--- ASSIGNED TASK ---
Every line of the records that holds the word "below" should be copied.

[Stored entries]

########################################

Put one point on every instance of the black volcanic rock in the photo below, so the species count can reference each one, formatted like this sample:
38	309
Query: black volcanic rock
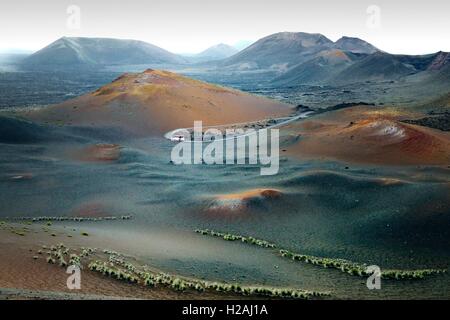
355	45
72	53
379	66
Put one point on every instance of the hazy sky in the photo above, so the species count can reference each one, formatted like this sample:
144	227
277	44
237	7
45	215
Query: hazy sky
399	26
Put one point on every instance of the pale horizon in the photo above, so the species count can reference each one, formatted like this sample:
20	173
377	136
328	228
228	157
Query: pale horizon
189	27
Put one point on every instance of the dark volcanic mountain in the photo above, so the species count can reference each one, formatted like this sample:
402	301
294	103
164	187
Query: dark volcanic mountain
71	53
382	66
355	45
217	52
279	50
322	67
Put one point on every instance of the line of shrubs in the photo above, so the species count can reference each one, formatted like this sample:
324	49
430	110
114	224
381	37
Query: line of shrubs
346	266
358	269
109	270
233	237
152	279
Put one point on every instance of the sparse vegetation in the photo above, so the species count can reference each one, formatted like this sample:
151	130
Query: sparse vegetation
232	237
349	267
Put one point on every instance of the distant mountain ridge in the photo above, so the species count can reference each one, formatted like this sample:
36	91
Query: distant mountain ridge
67	53
286	59
219	51
287	49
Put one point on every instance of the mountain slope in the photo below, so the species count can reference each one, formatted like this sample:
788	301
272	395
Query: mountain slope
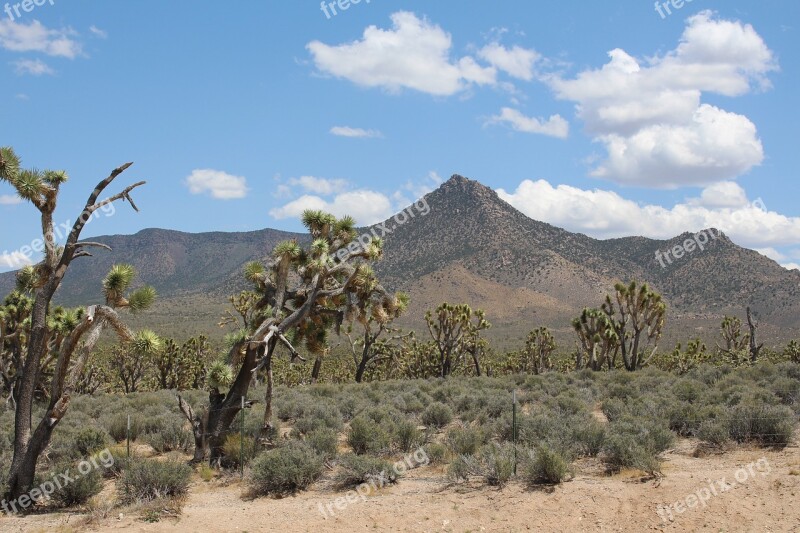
468	246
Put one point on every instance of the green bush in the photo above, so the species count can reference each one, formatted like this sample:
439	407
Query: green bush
367	436
635	443
90	440
79	490
465	440
769	425
715	432
172	436
357	469
437	453
406	436
118	427
285	470
437	415
545	466
494	463
232	449
146	479
325	442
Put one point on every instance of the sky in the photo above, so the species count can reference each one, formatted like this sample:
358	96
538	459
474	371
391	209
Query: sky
609	118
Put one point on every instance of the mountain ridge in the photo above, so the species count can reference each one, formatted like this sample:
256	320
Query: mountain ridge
469	246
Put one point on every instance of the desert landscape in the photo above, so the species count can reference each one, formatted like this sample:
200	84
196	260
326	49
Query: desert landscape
411	266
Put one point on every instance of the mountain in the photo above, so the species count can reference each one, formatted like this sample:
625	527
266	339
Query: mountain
462	243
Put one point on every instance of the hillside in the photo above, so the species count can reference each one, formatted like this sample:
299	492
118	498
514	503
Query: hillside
467	246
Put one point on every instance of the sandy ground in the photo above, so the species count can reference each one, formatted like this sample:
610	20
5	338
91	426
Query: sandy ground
765	497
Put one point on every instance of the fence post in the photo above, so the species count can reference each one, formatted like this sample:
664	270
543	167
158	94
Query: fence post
241	444
514	426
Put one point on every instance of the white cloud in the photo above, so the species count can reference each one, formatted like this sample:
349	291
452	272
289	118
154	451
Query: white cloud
347	131
649	114
555	126
517	61
367	207
414	54
35	37
97	32
606	214
34	67
14	260
322	186
217	184
10	199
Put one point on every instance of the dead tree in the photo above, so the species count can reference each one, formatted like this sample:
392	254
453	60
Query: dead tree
302	292
41	189
755	348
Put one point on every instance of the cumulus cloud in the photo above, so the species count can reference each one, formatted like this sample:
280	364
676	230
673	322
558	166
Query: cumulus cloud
414	54
606	214
323	186
367	207
35	37
649	114
10	199
97	32
347	131
516	61
217	184
555	126
34	67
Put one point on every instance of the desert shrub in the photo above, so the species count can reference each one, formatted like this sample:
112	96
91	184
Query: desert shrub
635	443
406	436
172	436
437	453
465	440
437	415
613	408
367	436
79	490
117	427
769	425
325	442
545	466
147	479
715	432
89	440
493	462
285	470
319	416
589	437
357	469
232	449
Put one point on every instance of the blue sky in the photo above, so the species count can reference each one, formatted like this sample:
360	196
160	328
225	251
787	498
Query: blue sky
606	118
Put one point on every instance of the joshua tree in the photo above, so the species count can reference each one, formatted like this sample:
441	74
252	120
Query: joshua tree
373	320
303	293
539	346
640	322
599	342
42	189
452	329
735	340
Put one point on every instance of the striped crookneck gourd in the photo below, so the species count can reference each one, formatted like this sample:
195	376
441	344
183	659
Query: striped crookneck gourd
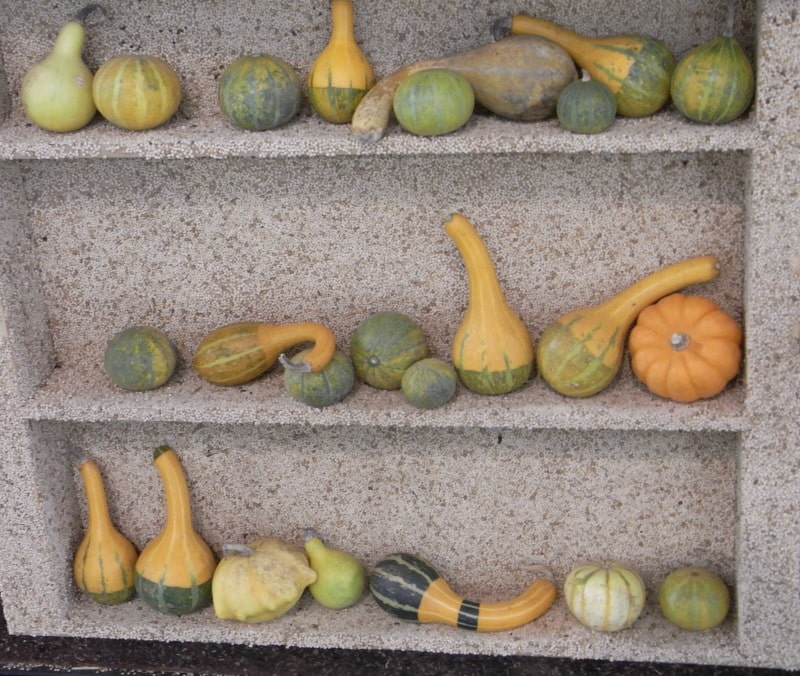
411	589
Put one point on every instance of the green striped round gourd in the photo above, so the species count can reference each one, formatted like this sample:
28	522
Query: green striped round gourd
136	92
606	596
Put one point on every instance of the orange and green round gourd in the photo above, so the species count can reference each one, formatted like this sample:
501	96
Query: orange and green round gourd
258	93
433	102
323	388
140	358
175	569
384	345
429	383
136	92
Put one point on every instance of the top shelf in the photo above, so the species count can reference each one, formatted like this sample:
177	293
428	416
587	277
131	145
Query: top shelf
309	136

########################################

--- REPLY TO THE EXERCISE ---
Put one point on every instance of the black volcanic rock in the photo below, so the species count can reference each one, formatted like this sample:
Put one point on every instance of the mountain slope in the photo below, so the species count can reference each one, formatted like this sample:
Put one point on every instance of the striped crookneck gourd in the photo below, so the species count can reference each one, formatted like this sample:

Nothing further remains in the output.